Research article

Identification of a novel neuroligin in humans which binds to PSD-95 and has a widespread expression

Marc F. BOLLIGER, Karl FREI, Kaspar H. WINTERHALTER, Sergio M. GLOOR

Abstract

Neuroligins, first discovered in rat brain, form a family of three synaptically enriched membrane proteins. Using reverse transcription–PCR of human brain polyadenylated RNA and extensive database searches, we identified the human homologues of the three rat neuroligins and a cDNA encoding a fourth member, which we named neuroligin 4. Neuroligin 4has 63–73% amino acid identity with the other members of the human neuroligin family, and the same predicted domain structure. DNA database analyses, furthermore, indicated that a possible fifth neuroligin gene may be present in the human genome. Northern-blot analysis revealed expression of neuroligin 4 in heart, liver, skeletal muscle and pancreas, but barely at all in brain. Overexpression of neuroligin 4 cDNA in COS-7 cells led to the production of a 110kDa protein. Immunofluorescence analysis demonstrated that the protein was integrated into the plasma membrane. Overexpression of cDNAs encoding neuroligin 4 and the PDZ-domain protein, PSD-95, in COS-7 cells resulted in the formation of detergent-resistant complexes. Neuroligin 4 did not bind to ZO-1, another PDZ-domain protein. Together, our data show that the human neuroligin family is composed of at least one additional member, and suggest that neuroligin 4 may also be produced outside the central nervous system.

  • cell adhesion
  • expressed sequence tag sequences
  • PDZ domain
  • synapse

Footnotes

  • 1 Present address: Biochemical Institute, University of Zürich, CH-8057 Zürich, Switzerland.

  • Abbreviations used: EST, expressed sequence tag; RT–PCR, reverse transcription–PCR.

* **Data segment**:

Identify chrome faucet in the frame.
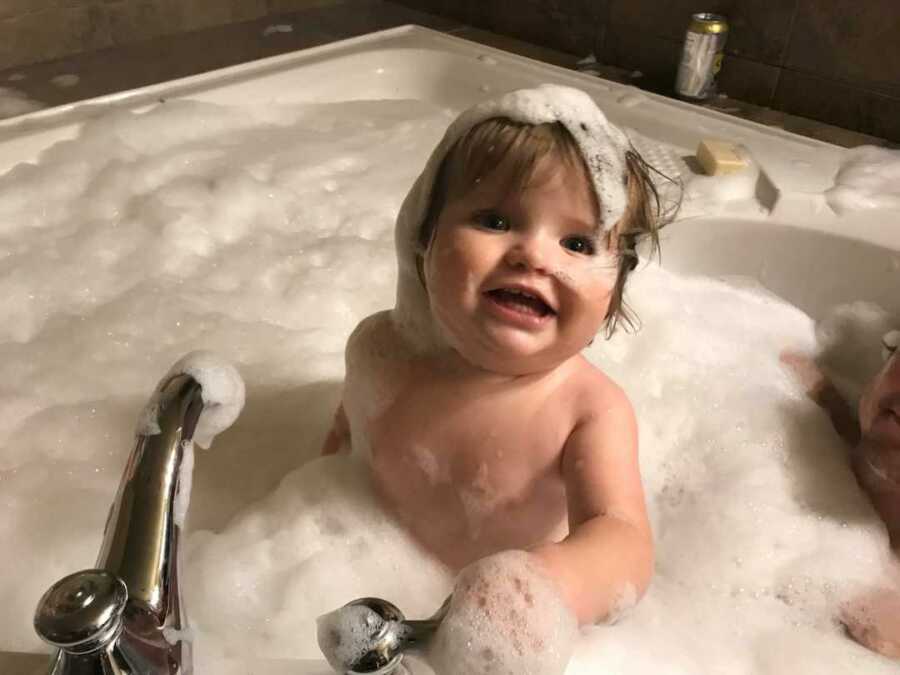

* **To do**:
**A)** In the neuroligin abstract, what size of protein was produced when neuroligin 4 cDNA was overexpressed in COS-7 cells?
**B)** List all the keywords that follow the neuroligin abstract.
**C)** Rewrite the paragraph of the neuroligin abstract that begins "Neuroligins, first discovered in rat brain" as a bulleted list that keeps its main facts.

* **Your written answers**:
**A)** A 110kDa protein.

**B)**
- cell adhesion
- expressed sequence tag sequences
- PDZ domain
- synapse

**C)**
- Neuroligins, first found in rat brain, are a family of three membrane proteins enriched at synapses.
- Reverse transcription–PCR of human brain polyadenylated RNA and database searches identified human homologues of the three rat neuroligins and a cDNA for a fourth member, named neuroligin 4.
- Neuroligin 4 shares 63–73% amino acid identity with the other human neuroligins and has the same predicted domain structure.
- DNA database analyses indicated that a possible fifth neuroligin gene may be present in the human genome.
- Northern-blot analysis showed neuroligin 4 expression in heart, liver, skeletal muscle and pancreas, but barely at all in brain.
- Overexpressing neuroligin 4 cDNA in COS-7 cells produced a 110kDa protein, which immunofluorescence showed was integrated into the plasma membrane.
- Co-overexpressing neuroligin 4 and the PDZ-domain protein PSD-95 in COS-7 cells formed detergent-resistant complexes.
- Neuroligin 4 did not bind to ZO-1, another PDZ-domain protein.
- The human neuroligin family has at least one additional member, and neuroligin 4 may also be produced outside the central nervous system.